- Tasks to carry out
- 1) In the passage on Mark 5, how many pigs were in the herd that rushed into the sea?
- 2) Using the passage on Mark 5, explain why the scene is said to have the makings of a horror story.
- 3) Reproduce the passage on Mark 5 word for word, from "17 And they" up to and including "we do know.".

- Passage
* * * *
The scene described in Mark 5 has the makings of a pretty effective little horror story:
They came to the other side of the sea, to the country of the Gerasenes.It has many of the classic elements. It was apparently nighttime. There had been a terrible storm. Graveyards — and demons. Lots and lots of demons.
2 And when Jesus had stepped out of the boat, immediately there met him out of the tombs a man with an unclean spirit. 3 He lived among the tombs. And no one could bind him anymore, not even with a chain, 4 for he had often been bound with shackles and chains, but he wrenched the chains apart, and he broke the shackles in pieces. No one had the strength to subdue him. 5 Night and day among the tombs and on the mountains he was always crying out and cutting himself with stones.
6 And when he saw Jesus from afar, he ran and fell down before him. 7 And crying out with a loud voice, he said, "What have you to do with me, Jesus, Son of the Most High God? I adjure you by God, do not torment me." 8 For he was saying to him, "Come out of the man, you unclean spirit!"
9 And Jesus asked him, "What is your name?"
He replied, "My name is Legion, for we are many." 10 And he begged him earnestly not to send them out of the country. 11 Now a great herd of pigs was feeding there on the hillside, 12 and they begged him, saying, "Send us to the pigs; let us enter them."
13 So he gave them permission.
And the unclean spirits came out, and entered the pigs, and the herd, numbering about two thousand, rushed down the steep bank into the sea and were drowned in the sea. 14 The herdsmen fled and told it in the city and in the country. And people came to see what it was that had happened.
15 And they came to Jesus and saw the demon-possessed man, the one who had had the legion, sitting there, clothed and in his right mind, and they were afraid. 16 And those who had seen it described to them what had happened to the demon-possessed man and to the pigs.
17 And they began to beg Jesus to depart from their region.
18 As he was getting into the boat....
On most occasions Jesus cast the demons out with a word (Matthew 8:16). Here, more of a process is involved. The demon tells Jesus that there is a "legion" of them in the man. We stagger at the thought that there could have actually been six thousand demons in one man. It could have been demonic bravado — boastful, if pointless, exaggeration.
Yet they then inhabited and enfrenzied a herd of two thousand pigs. We simply must admit that there is more that we do not know about demons, than what we do know.
* * * *
(Data listing)

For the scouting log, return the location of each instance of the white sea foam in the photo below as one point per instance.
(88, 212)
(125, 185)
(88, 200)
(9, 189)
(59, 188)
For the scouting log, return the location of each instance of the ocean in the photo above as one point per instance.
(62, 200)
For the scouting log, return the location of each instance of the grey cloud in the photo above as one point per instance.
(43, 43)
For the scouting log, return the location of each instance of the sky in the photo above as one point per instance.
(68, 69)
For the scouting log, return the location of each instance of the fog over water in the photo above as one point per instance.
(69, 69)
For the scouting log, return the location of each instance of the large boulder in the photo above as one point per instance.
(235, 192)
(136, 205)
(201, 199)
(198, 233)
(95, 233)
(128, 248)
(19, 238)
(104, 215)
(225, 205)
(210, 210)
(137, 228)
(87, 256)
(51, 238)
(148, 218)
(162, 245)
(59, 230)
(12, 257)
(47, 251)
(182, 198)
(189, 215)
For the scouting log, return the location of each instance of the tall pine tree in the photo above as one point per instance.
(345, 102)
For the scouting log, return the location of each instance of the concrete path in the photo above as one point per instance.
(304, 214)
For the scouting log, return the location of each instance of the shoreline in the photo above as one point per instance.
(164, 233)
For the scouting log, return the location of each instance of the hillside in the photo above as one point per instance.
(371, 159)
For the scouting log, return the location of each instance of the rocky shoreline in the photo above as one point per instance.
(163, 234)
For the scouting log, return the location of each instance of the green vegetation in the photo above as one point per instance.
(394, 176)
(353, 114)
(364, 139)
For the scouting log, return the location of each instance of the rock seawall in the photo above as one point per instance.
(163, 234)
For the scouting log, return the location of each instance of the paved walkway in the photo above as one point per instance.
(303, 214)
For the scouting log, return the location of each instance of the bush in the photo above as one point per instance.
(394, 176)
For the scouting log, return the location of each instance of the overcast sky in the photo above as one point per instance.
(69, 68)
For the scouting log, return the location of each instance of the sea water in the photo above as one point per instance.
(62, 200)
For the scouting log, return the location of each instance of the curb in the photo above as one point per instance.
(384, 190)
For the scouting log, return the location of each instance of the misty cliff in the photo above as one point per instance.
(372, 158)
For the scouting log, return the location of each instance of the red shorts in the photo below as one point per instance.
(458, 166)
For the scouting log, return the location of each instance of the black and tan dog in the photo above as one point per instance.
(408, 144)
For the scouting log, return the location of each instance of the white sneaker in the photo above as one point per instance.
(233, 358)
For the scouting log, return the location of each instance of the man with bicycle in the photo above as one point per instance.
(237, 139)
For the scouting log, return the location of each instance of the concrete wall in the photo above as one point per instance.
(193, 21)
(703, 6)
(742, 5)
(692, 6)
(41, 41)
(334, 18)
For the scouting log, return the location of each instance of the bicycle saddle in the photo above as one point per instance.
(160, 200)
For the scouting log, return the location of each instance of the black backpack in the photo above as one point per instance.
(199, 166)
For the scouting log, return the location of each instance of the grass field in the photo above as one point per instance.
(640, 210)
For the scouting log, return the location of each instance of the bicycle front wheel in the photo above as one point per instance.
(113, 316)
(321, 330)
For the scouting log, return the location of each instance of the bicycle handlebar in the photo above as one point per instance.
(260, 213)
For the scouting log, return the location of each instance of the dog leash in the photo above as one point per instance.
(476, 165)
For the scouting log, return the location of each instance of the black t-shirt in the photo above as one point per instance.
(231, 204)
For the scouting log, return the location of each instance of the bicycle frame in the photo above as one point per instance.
* * * *
- Set of answers
- 1) About two thousand.

- 2) It has many of the classic elements of one. It apparently took place at night after a terrible storm, and it involves graveyards and a great many demons.

- 3)
17 And they began to beg Jesus to depart from their region.
18 As he was getting into the boat....
On most occasions Jesus cast the demons out with a word (Matthew 8:16). Here, more of a process is involved. The demon tells Jesus that there is a "legion" of them in the man. We stagger at the thought that there could have actually been six thousand demons in one man. It could have been demonic bravado — boastful, if pointless, exaggeration.
Yet they then inhabited and enfrenzied a herd of two thousand pigs. We simply must admit that there is more that we do not know about demons, than what we do know.